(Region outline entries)

>>>

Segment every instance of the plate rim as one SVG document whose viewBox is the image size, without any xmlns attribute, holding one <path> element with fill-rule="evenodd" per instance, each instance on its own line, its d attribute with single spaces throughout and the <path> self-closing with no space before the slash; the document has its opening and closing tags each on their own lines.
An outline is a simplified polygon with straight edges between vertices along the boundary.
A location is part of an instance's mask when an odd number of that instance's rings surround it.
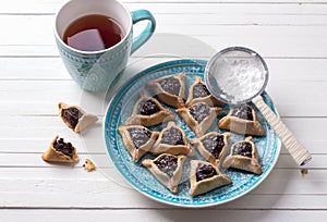
<svg viewBox="0 0 327 222">
<path fill-rule="evenodd" d="M 109 108 L 111 107 L 111 103 L 113 102 L 116 96 L 118 95 L 119 91 L 121 91 L 123 88 L 126 87 L 126 85 L 133 85 L 141 76 L 143 76 L 144 74 L 150 74 L 152 72 L 159 72 L 160 70 L 165 70 L 167 67 L 173 67 L 177 65 L 191 65 L 191 64 L 201 64 L 201 65 L 206 65 L 208 61 L 206 60 L 199 60 L 199 59 L 179 59 L 179 60 L 171 60 L 171 61 L 166 61 L 166 62 L 161 62 L 161 63 L 157 63 L 155 65 L 152 65 L 149 67 L 146 67 L 145 70 L 140 71 L 138 73 L 136 73 L 135 75 L 133 75 L 131 78 L 126 79 L 124 84 L 122 84 L 119 89 L 116 91 L 116 94 L 112 96 L 112 98 L 110 98 L 110 101 L 108 102 L 108 106 L 106 108 L 106 113 L 104 115 L 104 122 L 102 122 L 102 136 L 105 139 L 105 145 L 106 145 L 106 152 L 110 159 L 110 161 L 112 162 L 112 165 L 114 166 L 116 171 L 119 172 L 120 176 L 131 186 L 133 187 L 133 189 L 137 190 L 140 194 L 144 195 L 145 197 L 153 199 L 157 202 L 160 203 L 165 203 L 165 205 L 169 205 L 169 206 L 174 206 L 174 207 L 183 207 L 183 208 L 207 208 L 207 207 L 213 207 L 213 206 L 218 206 L 218 205 L 223 205 L 230 201 L 233 201 L 246 194 L 249 194 L 250 192 L 252 192 L 253 189 L 255 189 L 258 185 L 261 185 L 266 178 L 267 176 L 271 173 L 271 171 L 274 170 L 277 160 L 280 156 L 280 150 L 281 150 L 281 140 L 279 139 L 278 136 L 276 136 L 276 141 L 275 145 L 277 147 L 276 149 L 276 157 L 274 158 L 274 161 L 271 162 L 271 164 L 269 165 L 269 169 L 265 172 L 264 175 L 262 175 L 262 177 L 253 185 L 251 186 L 247 190 L 245 190 L 244 193 L 237 195 L 232 198 L 229 199 L 225 199 L 222 201 L 216 201 L 216 202 L 207 202 L 207 203 L 202 203 L 202 205 L 183 205 L 180 202 L 171 202 L 165 199 L 160 199 L 160 198 L 156 198 L 147 193 L 145 193 L 144 190 L 142 190 L 140 187 L 135 186 L 128 177 L 126 175 L 124 175 L 123 173 L 121 173 L 121 171 L 118 169 L 118 166 L 114 164 L 114 161 L 111 158 L 111 155 L 109 152 L 109 147 L 110 145 L 108 144 L 107 139 L 106 139 L 106 126 L 108 125 L 108 112 L 109 112 Z M 264 94 L 266 94 L 269 98 L 269 100 L 271 101 L 271 104 L 274 107 L 272 111 L 276 113 L 276 115 L 278 118 L 280 118 L 278 110 L 276 109 L 272 99 L 270 98 L 269 94 L 264 90 Z"/>
</svg>

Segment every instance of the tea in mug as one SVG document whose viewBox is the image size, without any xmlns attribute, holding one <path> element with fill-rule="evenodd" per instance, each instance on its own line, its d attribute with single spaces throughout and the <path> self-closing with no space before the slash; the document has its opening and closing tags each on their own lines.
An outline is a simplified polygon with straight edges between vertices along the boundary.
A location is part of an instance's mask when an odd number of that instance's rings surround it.
<svg viewBox="0 0 327 222">
<path fill-rule="evenodd" d="M 112 17 L 92 14 L 72 22 L 63 34 L 63 41 L 82 51 L 110 48 L 124 37 L 122 26 Z"/>
</svg>

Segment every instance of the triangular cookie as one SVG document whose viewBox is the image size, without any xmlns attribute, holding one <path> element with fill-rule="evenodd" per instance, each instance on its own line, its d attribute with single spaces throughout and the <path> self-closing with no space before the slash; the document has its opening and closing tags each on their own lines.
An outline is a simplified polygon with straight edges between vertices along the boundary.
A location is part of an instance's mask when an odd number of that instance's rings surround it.
<svg viewBox="0 0 327 222">
<path fill-rule="evenodd" d="M 234 168 L 255 174 L 262 174 L 256 146 L 249 136 L 231 146 L 230 155 L 223 160 L 222 168 Z"/>
<path fill-rule="evenodd" d="M 190 155 L 192 149 L 184 131 L 175 125 L 174 122 L 169 122 L 167 127 L 160 132 L 150 152 L 154 155 L 164 152 L 170 155 Z"/>
<path fill-rule="evenodd" d="M 147 87 L 159 97 L 159 99 L 174 108 L 184 107 L 185 94 L 185 73 L 182 72 L 178 75 L 164 76 L 161 78 L 150 81 Z"/>
<path fill-rule="evenodd" d="M 118 130 L 134 162 L 137 162 L 153 147 L 159 136 L 159 133 L 142 125 L 119 126 Z"/>
<path fill-rule="evenodd" d="M 43 159 L 48 162 L 74 163 L 78 161 L 76 148 L 71 143 L 64 143 L 63 138 L 56 136 L 48 149 L 43 153 Z"/>
<path fill-rule="evenodd" d="M 165 109 L 157 99 L 142 91 L 141 98 L 136 101 L 132 115 L 126 120 L 125 125 L 152 126 L 173 118 L 174 114 Z"/>
<path fill-rule="evenodd" d="M 203 136 L 211 126 L 221 108 L 209 107 L 205 102 L 197 102 L 190 108 L 180 108 L 175 112 L 195 132 L 196 136 Z"/>
<path fill-rule="evenodd" d="M 171 193 L 177 194 L 185 159 L 185 156 L 162 153 L 154 160 L 143 160 L 142 164 L 146 166 L 161 184 L 168 187 Z"/>
<path fill-rule="evenodd" d="M 59 116 L 68 127 L 76 133 L 98 121 L 96 115 L 85 113 L 78 106 L 69 106 L 64 102 L 59 102 L 58 108 Z"/>
<path fill-rule="evenodd" d="M 206 102 L 210 107 L 223 106 L 223 102 L 217 100 L 207 89 L 205 82 L 199 76 L 194 77 L 194 83 L 189 90 L 189 97 L 185 102 L 186 107 L 192 107 L 197 102 Z"/>
<path fill-rule="evenodd" d="M 249 104 L 233 107 L 225 118 L 219 120 L 218 127 L 244 135 L 265 135 L 254 109 Z"/>
<path fill-rule="evenodd" d="M 220 173 L 217 165 L 201 160 L 191 160 L 190 184 L 190 196 L 196 196 L 231 184 L 231 180 Z"/>
<path fill-rule="evenodd" d="M 219 134 L 210 132 L 201 138 L 191 139 L 191 145 L 196 146 L 199 153 L 210 163 L 218 165 L 228 148 L 230 133 Z"/>
</svg>

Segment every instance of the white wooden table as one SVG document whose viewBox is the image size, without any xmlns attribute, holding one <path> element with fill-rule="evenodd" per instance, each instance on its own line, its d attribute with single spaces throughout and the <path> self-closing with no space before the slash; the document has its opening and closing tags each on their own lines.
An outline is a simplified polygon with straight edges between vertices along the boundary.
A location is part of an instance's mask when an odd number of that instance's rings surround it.
<svg viewBox="0 0 327 222">
<path fill-rule="evenodd" d="M 258 51 L 269 65 L 267 90 L 282 120 L 313 155 L 308 174 L 302 175 L 282 148 L 262 185 L 234 201 L 199 210 L 142 196 L 119 177 L 101 143 L 87 148 L 83 137 L 58 118 L 59 101 L 81 104 L 85 95 L 55 46 L 53 18 L 63 2 L 1 2 L 1 221 L 326 221 L 326 0 L 124 1 L 130 10 L 150 10 L 158 34 L 185 35 L 217 51 L 229 46 Z M 191 42 L 180 45 L 180 52 L 192 49 Z M 146 50 L 140 54 L 146 55 Z M 90 111 L 101 118 L 102 110 Z M 56 134 L 75 144 L 80 163 L 65 166 L 41 160 Z M 83 170 L 86 157 L 96 160 L 97 171 Z"/>
</svg>

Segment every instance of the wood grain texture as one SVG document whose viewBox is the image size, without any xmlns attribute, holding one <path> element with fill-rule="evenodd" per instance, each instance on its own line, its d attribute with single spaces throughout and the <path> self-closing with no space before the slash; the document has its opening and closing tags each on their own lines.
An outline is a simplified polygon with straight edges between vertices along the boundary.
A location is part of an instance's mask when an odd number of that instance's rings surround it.
<svg viewBox="0 0 327 222">
<path fill-rule="evenodd" d="M 55 45 L 55 13 L 64 2 L 11 0 L 0 8 L 5 30 L 0 35 L 1 221 L 326 220 L 326 0 L 123 0 L 130 10 L 148 9 L 157 18 L 157 34 L 133 54 L 126 78 L 147 63 L 182 55 L 207 60 L 237 45 L 253 48 L 268 63 L 267 90 L 282 121 L 313 153 L 305 165 L 308 173 L 302 174 L 282 147 L 275 169 L 258 187 L 201 210 L 150 200 L 116 171 L 101 135 L 108 101 L 71 79 Z M 81 136 L 58 118 L 59 101 L 83 104 L 100 120 Z M 41 160 L 56 134 L 77 147 L 78 163 Z M 83 169 L 86 158 L 94 160 L 96 171 Z"/>
</svg>

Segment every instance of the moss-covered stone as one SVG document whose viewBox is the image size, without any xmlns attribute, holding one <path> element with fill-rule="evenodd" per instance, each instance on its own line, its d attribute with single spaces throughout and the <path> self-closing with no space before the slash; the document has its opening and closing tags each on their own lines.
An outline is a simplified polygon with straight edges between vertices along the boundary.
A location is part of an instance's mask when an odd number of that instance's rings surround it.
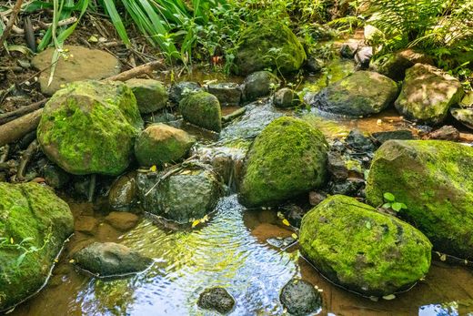
<svg viewBox="0 0 473 316">
<path fill-rule="evenodd" d="M 278 21 L 260 21 L 241 36 L 235 72 L 248 75 L 267 67 L 283 74 L 299 69 L 306 60 L 304 47 L 292 31 Z"/>
<path fill-rule="evenodd" d="M 215 132 L 222 129 L 220 102 L 208 92 L 188 94 L 179 102 L 179 110 L 189 123 Z"/>
<path fill-rule="evenodd" d="M 73 220 L 67 204 L 45 187 L 0 183 L 0 311 L 43 286 Z M 32 251 L 18 265 L 20 243 Z"/>
<path fill-rule="evenodd" d="M 473 260 L 473 148 L 441 140 L 388 140 L 376 152 L 367 183 L 373 206 L 391 192 L 399 215 L 435 250 Z"/>
<path fill-rule="evenodd" d="M 196 138 L 182 129 L 155 124 L 136 139 L 135 155 L 141 166 L 161 166 L 183 158 L 195 143 Z"/>
<path fill-rule="evenodd" d="M 345 196 L 304 216 L 299 244 L 325 276 L 364 295 L 407 290 L 430 267 L 432 245 L 420 231 Z"/>
<path fill-rule="evenodd" d="M 327 176 L 327 144 L 320 131 L 295 117 L 275 119 L 247 155 L 239 199 L 276 206 L 319 187 Z"/>
<path fill-rule="evenodd" d="M 169 98 L 166 87 L 157 80 L 133 78 L 126 82 L 135 97 L 139 111 L 147 114 L 166 107 Z"/>
<path fill-rule="evenodd" d="M 439 124 L 451 106 L 463 97 L 456 77 L 433 66 L 416 64 L 406 71 L 401 93 L 395 102 L 400 114 L 425 124 Z"/>
<path fill-rule="evenodd" d="M 381 112 L 398 96 L 392 79 L 371 71 L 357 71 L 324 88 L 311 105 L 330 113 L 353 117 Z"/>
<path fill-rule="evenodd" d="M 125 84 L 82 81 L 46 103 L 37 138 L 45 154 L 69 173 L 118 175 L 128 167 L 142 127 Z"/>
</svg>

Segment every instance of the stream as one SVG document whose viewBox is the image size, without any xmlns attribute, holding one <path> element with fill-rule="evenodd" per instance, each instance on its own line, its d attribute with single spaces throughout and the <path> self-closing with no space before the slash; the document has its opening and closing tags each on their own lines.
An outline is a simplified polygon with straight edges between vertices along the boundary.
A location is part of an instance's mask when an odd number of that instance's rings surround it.
<svg viewBox="0 0 473 316">
<path fill-rule="evenodd" d="M 224 109 L 224 114 L 231 110 Z M 327 118 L 317 112 L 303 117 L 328 139 L 347 136 L 354 128 L 369 133 L 413 130 L 394 110 L 347 120 Z M 232 127 L 222 135 L 228 139 L 244 138 L 241 131 L 263 126 Z M 206 148 L 207 143 L 203 143 Z M 232 157 L 241 159 L 244 155 Z M 219 200 L 208 223 L 179 232 L 164 229 L 146 216 L 141 216 L 133 229 L 119 230 L 106 220 L 109 209 L 103 204 L 63 198 L 76 220 L 86 217 L 95 228 L 73 235 L 47 285 L 9 315 L 217 315 L 196 306 L 199 294 L 215 286 L 225 287 L 235 298 L 236 304 L 230 315 L 282 315 L 279 291 L 295 277 L 317 286 L 324 301 L 320 315 L 473 315 L 471 270 L 434 260 L 428 275 L 413 289 L 397 294 L 394 300 L 374 301 L 328 282 L 300 256 L 297 243 L 275 247 L 290 238 L 295 229 L 285 226 L 275 210 L 245 209 L 234 193 Z M 154 263 L 146 271 L 125 279 L 91 278 L 78 271 L 68 256 L 91 240 L 122 243 L 152 258 Z"/>
</svg>

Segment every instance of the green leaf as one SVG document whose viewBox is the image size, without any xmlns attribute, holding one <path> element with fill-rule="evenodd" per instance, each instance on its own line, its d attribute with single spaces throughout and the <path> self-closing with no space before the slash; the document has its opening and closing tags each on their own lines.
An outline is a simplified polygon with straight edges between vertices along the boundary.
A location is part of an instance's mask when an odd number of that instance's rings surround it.
<svg viewBox="0 0 473 316">
<path fill-rule="evenodd" d="M 385 194 L 383 194 L 383 198 L 385 198 L 385 199 L 388 202 L 394 202 L 396 200 L 394 194 L 389 192 L 385 192 Z"/>
</svg>

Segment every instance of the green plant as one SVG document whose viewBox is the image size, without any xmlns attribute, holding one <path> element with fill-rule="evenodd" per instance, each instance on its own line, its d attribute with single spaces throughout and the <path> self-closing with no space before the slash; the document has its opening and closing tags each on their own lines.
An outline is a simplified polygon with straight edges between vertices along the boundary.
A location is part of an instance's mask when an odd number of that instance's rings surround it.
<svg viewBox="0 0 473 316">
<path fill-rule="evenodd" d="M 397 212 L 398 212 L 401 209 L 408 209 L 408 206 L 406 204 L 397 201 L 394 194 L 390 192 L 385 192 L 383 194 L 383 199 L 385 201 L 385 203 L 382 205 L 383 209 L 391 209 Z"/>
</svg>

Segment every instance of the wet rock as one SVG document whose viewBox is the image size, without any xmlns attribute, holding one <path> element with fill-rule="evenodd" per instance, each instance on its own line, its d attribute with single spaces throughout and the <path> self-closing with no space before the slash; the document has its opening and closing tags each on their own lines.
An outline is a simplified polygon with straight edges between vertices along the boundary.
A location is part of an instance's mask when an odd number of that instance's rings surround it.
<svg viewBox="0 0 473 316">
<path fill-rule="evenodd" d="M 321 201 L 323 201 L 326 199 L 327 194 L 325 194 L 324 192 L 312 191 L 308 193 L 308 202 L 313 207 L 318 205 Z"/>
<path fill-rule="evenodd" d="M 322 89 L 311 106 L 335 114 L 353 117 L 379 113 L 398 96 L 396 82 L 369 71 L 357 71 Z"/>
<path fill-rule="evenodd" d="M 452 108 L 450 113 L 456 120 L 468 128 L 473 129 L 473 108 Z"/>
<path fill-rule="evenodd" d="M 340 47 L 340 56 L 345 58 L 353 58 L 357 50 L 358 42 L 351 40 L 342 44 L 342 46 Z"/>
<path fill-rule="evenodd" d="M 137 183 L 143 208 L 181 224 L 202 219 L 212 212 L 222 193 L 220 183 L 213 172 L 195 168 L 166 178 L 146 196 L 161 176 L 163 174 L 157 177 L 138 174 Z"/>
<path fill-rule="evenodd" d="M 420 231 L 340 195 L 304 217 L 299 244 L 322 274 L 363 295 L 407 290 L 430 267 L 432 244 Z"/>
<path fill-rule="evenodd" d="M 283 87 L 276 91 L 273 97 L 273 104 L 276 107 L 296 107 L 302 104 L 302 99 L 297 93 L 288 87 Z"/>
<path fill-rule="evenodd" d="M 55 258 L 73 232 L 69 207 L 47 187 L 0 183 L 0 311 L 44 285 Z M 32 251 L 14 247 L 20 243 Z"/>
<path fill-rule="evenodd" d="M 61 189 L 71 178 L 69 174 L 55 165 L 47 164 L 41 169 L 41 174 L 48 186 Z"/>
<path fill-rule="evenodd" d="M 292 279 L 281 290 L 279 301 L 291 315 L 304 316 L 322 309 L 322 296 L 307 281 Z"/>
<path fill-rule="evenodd" d="M 138 216 L 128 212 L 111 212 L 106 217 L 106 221 L 119 230 L 130 230 L 136 226 L 138 220 Z"/>
<path fill-rule="evenodd" d="M 247 102 L 269 96 L 273 87 L 279 84 L 276 76 L 268 71 L 257 71 L 247 76 L 243 82 L 243 98 Z"/>
<path fill-rule="evenodd" d="M 460 132 L 452 126 L 446 125 L 427 135 L 427 139 L 458 141 Z"/>
<path fill-rule="evenodd" d="M 264 20 L 250 25 L 241 35 L 234 71 L 248 75 L 272 68 L 287 74 L 298 70 L 306 58 L 304 47 L 287 25 Z"/>
<path fill-rule="evenodd" d="M 208 92 L 187 95 L 179 102 L 179 110 L 189 123 L 217 133 L 222 129 L 220 103 L 216 97 Z"/>
<path fill-rule="evenodd" d="M 379 144 L 384 144 L 385 142 L 387 142 L 387 140 L 390 140 L 390 139 L 403 139 L 403 140 L 414 139 L 414 135 L 412 135 L 412 132 L 408 129 L 377 132 L 377 133 L 371 134 L 371 136 Z"/>
<path fill-rule="evenodd" d="M 357 151 L 372 152 L 375 150 L 373 142 L 357 129 L 350 131 L 346 142 L 347 146 Z"/>
<path fill-rule="evenodd" d="M 327 168 L 332 179 L 336 182 L 346 180 L 348 178 L 348 169 L 341 155 L 337 152 L 329 152 L 327 158 Z"/>
<path fill-rule="evenodd" d="M 119 82 L 82 81 L 57 91 L 37 128 L 43 152 L 65 171 L 116 176 L 143 127 L 136 100 Z"/>
<path fill-rule="evenodd" d="M 135 97 L 141 114 L 157 111 L 166 107 L 168 96 L 163 84 L 154 79 L 133 78 L 126 80 Z"/>
<path fill-rule="evenodd" d="M 171 86 L 169 91 L 169 99 L 176 104 L 179 104 L 181 100 L 191 92 L 203 91 L 204 88 L 196 82 L 181 81 Z"/>
<path fill-rule="evenodd" d="M 416 64 L 406 71 L 406 79 L 395 102 L 401 115 L 425 124 L 439 124 L 451 106 L 463 96 L 460 82 L 429 65 Z"/>
<path fill-rule="evenodd" d="M 269 123 L 283 116 L 269 103 L 255 102 L 245 107 L 243 116 L 222 129 L 220 139 L 255 138 Z"/>
<path fill-rule="evenodd" d="M 81 269 L 100 277 L 137 273 L 153 260 L 115 242 L 94 242 L 75 252 L 75 263 Z"/>
<path fill-rule="evenodd" d="M 166 124 L 151 125 L 135 143 L 135 156 L 141 166 L 162 166 L 184 158 L 196 138 Z"/>
<path fill-rule="evenodd" d="M 279 117 L 255 139 L 238 199 L 246 207 L 276 206 L 324 184 L 328 145 L 323 134 L 295 117 Z"/>
<path fill-rule="evenodd" d="M 33 58 L 32 65 L 38 70 L 49 68 L 55 48 L 48 48 Z M 113 55 L 84 46 L 64 46 L 55 64 L 55 76 L 48 85 L 50 71 L 39 75 L 41 92 L 53 95 L 65 84 L 87 79 L 103 79 L 120 72 L 120 62 Z"/>
<path fill-rule="evenodd" d="M 136 205 L 138 199 L 136 177 L 135 172 L 130 172 L 112 184 L 108 194 L 108 204 L 112 209 L 130 210 Z"/>
<path fill-rule="evenodd" d="M 355 62 L 359 69 L 367 69 L 369 67 L 369 62 L 373 56 L 373 47 L 365 46 L 361 47 L 355 54 Z"/>
<path fill-rule="evenodd" d="M 407 48 L 378 58 L 373 68 L 395 81 L 401 81 L 406 76 L 406 70 L 418 63 L 434 65 L 432 58 L 425 53 Z"/>
<path fill-rule="evenodd" d="M 473 148 L 443 140 L 389 140 L 376 152 L 367 199 L 378 206 L 391 192 L 436 250 L 473 259 Z"/>
<path fill-rule="evenodd" d="M 216 96 L 222 106 L 239 106 L 241 102 L 240 85 L 233 82 L 210 84 L 207 91 Z"/>
<path fill-rule="evenodd" d="M 233 310 L 235 299 L 224 288 L 212 288 L 200 293 L 197 305 L 205 310 L 226 314 Z"/>
<path fill-rule="evenodd" d="M 92 216 L 79 216 L 74 221 L 74 229 L 87 235 L 93 235 L 98 220 Z"/>
</svg>

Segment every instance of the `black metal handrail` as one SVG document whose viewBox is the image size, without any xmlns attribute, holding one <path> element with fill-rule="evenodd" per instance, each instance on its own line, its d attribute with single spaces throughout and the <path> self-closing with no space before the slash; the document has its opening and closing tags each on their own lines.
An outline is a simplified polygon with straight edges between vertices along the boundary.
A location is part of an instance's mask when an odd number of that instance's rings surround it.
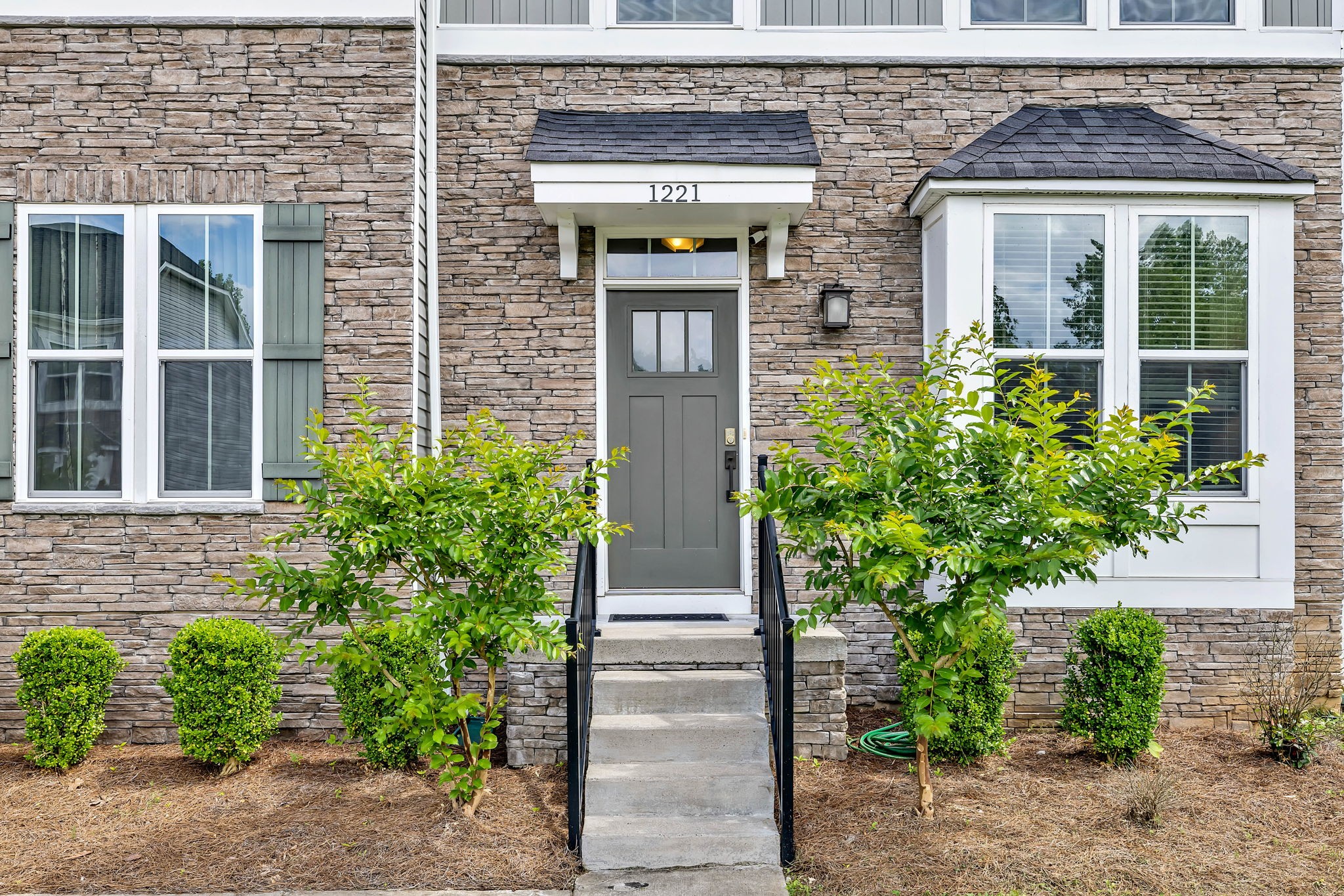
<svg viewBox="0 0 1344 896">
<path fill-rule="evenodd" d="M 757 482 L 765 488 L 766 455 L 757 458 Z M 759 609 L 757 634 L 765 658 L 766 712 L 774 755 L 774 790 L 780 810 L 780 864 L 792 865 L 793 849 L 793 617 L 784 590 L 784 564 L 774 517 L 761 517 Z"/>
<path fill-rule="evenodd" d="M 591 470 L 593 463 L 589 463 Z M 593 477 L 583 486 L 595 493 Z M 570 656 L 564 661 L 564 719 L 569 794 L 569 846 L 575 853 L 583 848 L 583 787 L 587 776 L 589 721 L 593 716 L 593 638 L 602 633 L 597 619 L 597 545 L 579 539 L 578 562 L 574 564 L 574 598 L 564 621 L 564 642 Z"/>
</svg>

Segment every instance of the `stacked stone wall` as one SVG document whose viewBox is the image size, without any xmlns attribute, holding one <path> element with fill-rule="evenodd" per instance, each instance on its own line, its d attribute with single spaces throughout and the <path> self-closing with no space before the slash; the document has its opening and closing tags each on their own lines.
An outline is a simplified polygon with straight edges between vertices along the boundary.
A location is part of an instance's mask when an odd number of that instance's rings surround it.
<svg viewBox="0 0 1344 896">
<path fill-rule="evenodd" d="M 594 231 L 578 279 L 558 277 L 556 231 L 532 204 L 528 137 L 539 109 L 806 110 L 821 150 L 814 201 L 790 232 L 782 281 L 751 250 L 755 446 L 802 433 L 796 390 L 816 359 L 921 353 L 921 173 L 1025 103 L 1144 105 L 1320 177 L 1297 204 L 1297 615 L 1339 633 L 1341 586 L 1340 71 L 1193 66 L 441 64 L 439 262 L 445 419 L 488 404 L 531 435 L 595 426 Z M 956 247 L 953 247 L 954 251 Z M 817 324 L 817 290 L 853 287 L 853 326 Z M 1285 301 L 1285 309 L 1288 304 Z M 1202 586 L 1192 586 L 1202 587 Z M 801 579 L 794 571 L 793 591 Z M 1054 705 L 1066 627 L 1079 614 L 1012 614 L 1028 653 L 1012 712 Z M 1168 715 L 1234 715 L 1238 669 L 1278 611 L 1171 610 Z M 891 634 L 876 614 L 837 622 L 855 703 L 895 697 Z"/>
<path fill-rule="evenodd" d="M 324 203 L 325 404 L 353 377 L 410 419 L 413 32 L 407 28 L 0 28 L 0 200 Z M 282 619 L 212 580 L 286 524 L 265 513 L 26 513 L 0 502 L 0 740 L 22 735 L 11 656 L 56 625 L 108 633 L 108 739 L 173 737 L 156 684 L 194 618 Z M 312 553 L 317 545 L 308 545 Z M 284 725 L 339 724 L 323 678 L 286 666 Z"/>
</svg>

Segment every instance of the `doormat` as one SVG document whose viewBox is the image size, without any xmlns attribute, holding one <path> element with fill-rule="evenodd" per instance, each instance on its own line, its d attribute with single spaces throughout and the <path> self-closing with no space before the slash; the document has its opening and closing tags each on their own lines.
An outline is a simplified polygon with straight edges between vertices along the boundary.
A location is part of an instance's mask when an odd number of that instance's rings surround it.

<<<

**GIVEN TASK**
Gather every line in the data above that contains the string "stone", and copy each of those lines.

**ANSWER**
Segment every instance of the moss-covered stone as one SVG document whose viewBox is the image size, without any xmlns attribute, holding one <path> element with fill-rule="evenodd" per instance, each instance on its own line, its d attribute with single spaces throughout and the <path> self-closing with no space before the slash; the document has its opening and closing tags each on their own lines.
Segment every instance of the `stacked stone wall` as one SVG document whose viewBox is the image size, without any xmlns attribute, holding one <path> element with fill-rule="evenodd" per instance, each instance on its own line, its d attribute with single spaces throughout and the <path> self-closing with no space before the slash; the document has its opening and closing tags each on their own lines.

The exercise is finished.